WHAT THE TASK ASKS:
Transcription task. Write out each entry verbatim and exclude any image.

PROVIDED RECORDS:
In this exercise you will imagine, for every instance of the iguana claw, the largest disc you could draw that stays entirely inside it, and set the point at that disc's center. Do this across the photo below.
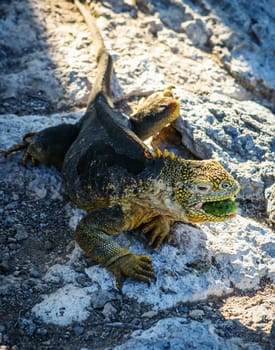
(27, 139)
(159, 229)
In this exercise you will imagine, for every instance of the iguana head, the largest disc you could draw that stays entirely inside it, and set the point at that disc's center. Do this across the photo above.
(204, 189)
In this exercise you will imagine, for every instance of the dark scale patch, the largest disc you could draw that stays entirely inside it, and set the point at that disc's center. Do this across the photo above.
(100, 160)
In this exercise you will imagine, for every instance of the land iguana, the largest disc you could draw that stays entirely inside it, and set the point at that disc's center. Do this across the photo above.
(121, 183)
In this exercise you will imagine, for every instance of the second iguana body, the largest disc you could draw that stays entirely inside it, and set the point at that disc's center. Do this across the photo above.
(120, 182)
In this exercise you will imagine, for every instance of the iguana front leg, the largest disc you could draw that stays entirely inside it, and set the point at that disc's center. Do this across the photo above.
(158, 229)
(93, 234)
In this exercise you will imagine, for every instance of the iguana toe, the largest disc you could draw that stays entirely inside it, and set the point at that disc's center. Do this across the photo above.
(158, 228)
(138, 267)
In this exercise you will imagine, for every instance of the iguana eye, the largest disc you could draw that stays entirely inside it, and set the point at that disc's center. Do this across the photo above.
(225, 185)
(202, 188)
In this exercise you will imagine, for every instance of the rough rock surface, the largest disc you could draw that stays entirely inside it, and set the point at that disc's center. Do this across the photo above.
(215, 287)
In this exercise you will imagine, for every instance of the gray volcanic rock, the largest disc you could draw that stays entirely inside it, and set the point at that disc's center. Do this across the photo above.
(241, 135)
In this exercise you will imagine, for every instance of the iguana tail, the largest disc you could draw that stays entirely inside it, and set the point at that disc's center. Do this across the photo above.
(104, 60)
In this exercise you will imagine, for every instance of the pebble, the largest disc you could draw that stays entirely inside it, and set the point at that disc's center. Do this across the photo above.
(100, 298)
(21, 233)
(196, 314)
(109, 311)
(78, 330)
(149, 314)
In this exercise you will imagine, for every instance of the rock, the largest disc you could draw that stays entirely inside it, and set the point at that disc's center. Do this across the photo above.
(196, 314)
(174, 333)
(78, 330)
(197, 32)
(231, 132)
(253, 26)
(109, 311)
(21, 233)
(100, 298)
(270, 203)
(66, 305)
(149, 314)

RESPONSE TO THE EXERCISE:
In this exercise you will imagine, for every instance of the iguana claw, the largest disc you could draw that stays entirely inside it, and set the point at that disc's center. Do this across the photo below.
(27, 139)
(159, 229)
In this exercise you will imagine, for every instance of the iguana head, the largest disc you could draw that stays entirely inside it, and set the point at that disc's center. Do this across the photo above.
(204, 189)
In this exercise you will imagine, for every instance of the dark scale patch, the largest disc you could draw that stays entirely inside it, and set the point at that disc's center. Do this across the photo above.
(100, 160)
In this exercise you will imagine, for every instance of the land iguana, the largest disc you could draw that stays entirely inside it, and set the point at that disc's center. Do this across the photo above.
(121, 183)
In this exercise you will imagine, for every instance of the second iguana body, the largest disc you could draw that stays entirely inside it, and set the point at that disc's center. Do this across the photo above.
(120, 182)
In this exercise you will imagine, for every instance of the iguana front leg, the largest disc you could draw that stays entirely inside it, and set the point at that disc's center. Do this across the photo above.
(158, 229)
(93, 234)
In this exercise you will imagine, for every instance of the iguana toe, the largest disc you could draw that stays entirely inside it, and set the point at that disc's center. Do this across the photo above.
(158, 228)
(138, 267)
In this exercise you will imagine, for every instance of the iguana eye, the largest disc you could draw that stays entirely inside it, and set the point at that disc's center. Do this across the photo above.
(225, 185)
(202, 188)
In this exercise you will imagine, for every instance of the rough rock surface, the largest disc you could draw that stays entirely inside it, and set the point at that disc's center. Do this across the photo above.
(215, 287)
In this exercise you will imagine, for every instance of the gray volcanic rock, the largest disc you could draw that stays entirely inside it, and set the point at that disc's center. Do this across the photo above.
(241, 135)
In this exercise you will imagine, for every instance of the iguana tail, the largest disc you could draw that stays entirely inside it, and set the point at that disc's center. Do this across the photo above.
(104, 60)
In this exercise you will imagine, for every instance of the pebble, the largest disc you could draw that stays entirely inside it, and set the point at that disc's center. Do this across the photo above.
(100, 298)
(21, 233)
(196, 314)
(109, 311)
(78, 330)
(149, 314)
In this exercise you will imagine, for every instance of the rock, the largest disc you could draw that stays entirely inside it, and set the point at that disc's center. Do this across the photo above.
(196, 314)
(174, 333)
(78, 330)
(197, 32)
(231, 132)
(253, 26)
(109, 311)
(21, 233)
(100, 298)
(270, 203)
(66, 305)
(149, 314)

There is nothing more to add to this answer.